WHAT YOU WILL DO: Set down exactly the lines running from the line with "wall in the photo above." to the end of the listing below, both ends included.

DATA SHOWN:
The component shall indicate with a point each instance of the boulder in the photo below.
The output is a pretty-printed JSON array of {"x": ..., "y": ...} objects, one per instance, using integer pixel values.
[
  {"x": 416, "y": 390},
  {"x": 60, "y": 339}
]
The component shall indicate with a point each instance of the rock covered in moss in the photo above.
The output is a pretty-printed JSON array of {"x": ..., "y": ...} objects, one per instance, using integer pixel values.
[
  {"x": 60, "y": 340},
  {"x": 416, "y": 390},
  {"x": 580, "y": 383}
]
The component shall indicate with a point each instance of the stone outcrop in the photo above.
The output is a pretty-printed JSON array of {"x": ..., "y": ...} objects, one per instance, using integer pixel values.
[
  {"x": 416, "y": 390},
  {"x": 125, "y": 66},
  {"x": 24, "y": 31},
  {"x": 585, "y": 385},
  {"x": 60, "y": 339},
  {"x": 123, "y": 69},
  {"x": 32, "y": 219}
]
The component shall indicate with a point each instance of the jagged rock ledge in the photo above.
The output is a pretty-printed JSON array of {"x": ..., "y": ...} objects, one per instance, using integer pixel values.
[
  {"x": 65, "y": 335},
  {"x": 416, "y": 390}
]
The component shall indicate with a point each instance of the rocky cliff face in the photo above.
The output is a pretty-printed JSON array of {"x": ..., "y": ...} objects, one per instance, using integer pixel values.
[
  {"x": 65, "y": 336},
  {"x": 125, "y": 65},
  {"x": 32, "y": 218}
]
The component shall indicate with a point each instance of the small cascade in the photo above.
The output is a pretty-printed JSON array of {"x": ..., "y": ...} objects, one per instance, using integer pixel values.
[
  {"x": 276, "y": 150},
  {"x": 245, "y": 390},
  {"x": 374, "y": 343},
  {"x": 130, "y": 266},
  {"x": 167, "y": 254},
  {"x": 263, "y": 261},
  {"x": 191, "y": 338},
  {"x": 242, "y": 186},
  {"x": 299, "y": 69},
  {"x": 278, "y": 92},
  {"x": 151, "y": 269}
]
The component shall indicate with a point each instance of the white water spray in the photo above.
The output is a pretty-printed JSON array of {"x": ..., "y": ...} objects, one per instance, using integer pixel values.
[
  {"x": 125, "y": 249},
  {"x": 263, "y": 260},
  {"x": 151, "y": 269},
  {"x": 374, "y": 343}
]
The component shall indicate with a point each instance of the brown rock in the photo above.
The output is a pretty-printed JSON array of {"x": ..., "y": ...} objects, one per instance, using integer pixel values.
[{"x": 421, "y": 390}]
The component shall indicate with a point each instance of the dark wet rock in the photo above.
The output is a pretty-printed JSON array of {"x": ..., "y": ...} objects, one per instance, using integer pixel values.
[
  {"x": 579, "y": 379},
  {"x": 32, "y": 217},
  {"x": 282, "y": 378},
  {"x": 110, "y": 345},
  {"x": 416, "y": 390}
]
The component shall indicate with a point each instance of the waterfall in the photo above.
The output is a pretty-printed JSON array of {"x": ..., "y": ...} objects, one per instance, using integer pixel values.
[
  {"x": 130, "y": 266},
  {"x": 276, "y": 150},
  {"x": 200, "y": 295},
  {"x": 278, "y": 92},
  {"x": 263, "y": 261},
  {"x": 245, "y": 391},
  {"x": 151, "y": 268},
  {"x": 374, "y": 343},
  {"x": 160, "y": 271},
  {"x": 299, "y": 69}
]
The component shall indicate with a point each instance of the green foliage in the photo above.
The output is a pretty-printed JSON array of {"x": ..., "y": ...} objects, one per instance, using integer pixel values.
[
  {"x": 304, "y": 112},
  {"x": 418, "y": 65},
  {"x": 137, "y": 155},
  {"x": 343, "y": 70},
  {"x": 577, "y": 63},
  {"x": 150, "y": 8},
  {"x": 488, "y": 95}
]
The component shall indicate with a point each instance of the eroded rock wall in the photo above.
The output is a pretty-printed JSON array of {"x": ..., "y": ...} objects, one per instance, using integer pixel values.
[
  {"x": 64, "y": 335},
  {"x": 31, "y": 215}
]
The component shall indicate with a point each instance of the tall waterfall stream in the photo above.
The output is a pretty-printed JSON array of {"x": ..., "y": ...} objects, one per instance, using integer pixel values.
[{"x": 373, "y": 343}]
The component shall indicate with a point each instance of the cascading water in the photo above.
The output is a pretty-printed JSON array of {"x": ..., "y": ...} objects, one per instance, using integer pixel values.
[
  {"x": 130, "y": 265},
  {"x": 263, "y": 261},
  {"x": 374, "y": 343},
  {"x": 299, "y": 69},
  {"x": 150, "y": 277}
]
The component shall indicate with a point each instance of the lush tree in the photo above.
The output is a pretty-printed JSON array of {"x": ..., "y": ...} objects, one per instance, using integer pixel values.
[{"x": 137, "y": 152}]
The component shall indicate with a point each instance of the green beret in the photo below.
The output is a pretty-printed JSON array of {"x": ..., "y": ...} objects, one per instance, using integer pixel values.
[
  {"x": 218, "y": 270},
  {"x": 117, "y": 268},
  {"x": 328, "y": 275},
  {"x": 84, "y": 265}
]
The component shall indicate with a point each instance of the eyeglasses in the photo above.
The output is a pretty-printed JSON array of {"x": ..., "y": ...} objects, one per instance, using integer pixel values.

RESPONSE FOR THIS EXERCISE:
The component shall indicate with a point each instance of the eroded rock wall in the photo above.
The output is a pretty-printed JSON array of {"x": ..., "y": ...} objects, one per instance, using integer pixel values.
[
  {"x": 64, "y": 335},
  {"x": 31, "y": 215}
]
The component shall indicate with a point each instance of the tall waterfall stream in the photo above.
The output is a pretty-printed JSON array of {"x": ..., "y": ...} objects, one per instance, using integer pixel values.
[{"x": 373, "y": 343}]
The component shall indicate with a point each instance of the cascading water in the photo above.
The output is a pretty-printed JSON array of {"x": ..., "y": ...} objects, one per instance, using integer pixel values.
[
  {"x": 130, "y": 265},
  {"x": 263, "y": 261},
  {"x": 374, "y": 343},
  {"x": 299, "y": 69},
  {"x": 150, "y": 277}
]
The component shall indicate with a point each instance of the lush tree in the photo above.
The output is a pretty-printed JSON array of {"x": ..., "y": ...} objects, one per instance, using integer pixel values.
[{"x": 137, "y": 152}]
The component shall indicate with a point each instance of the green beret in the photo below.
The output is a pretty-printed JSON array of {"x": ..., "y": ...} objects, one per instance, using integer pixel values.
[
  {"x": 218, "y": 270},
  {"x": 117, "y": 268},
  {"x": 328, "y": 275},
  {"x": 84, "y": 265}
]
The component shall indicate with a point each instance of the eyeglasses in the photo above.
The output is a pretty-printed JSON array of {"x": ..., "y": ...} objects, one per instance, using integer pixel values.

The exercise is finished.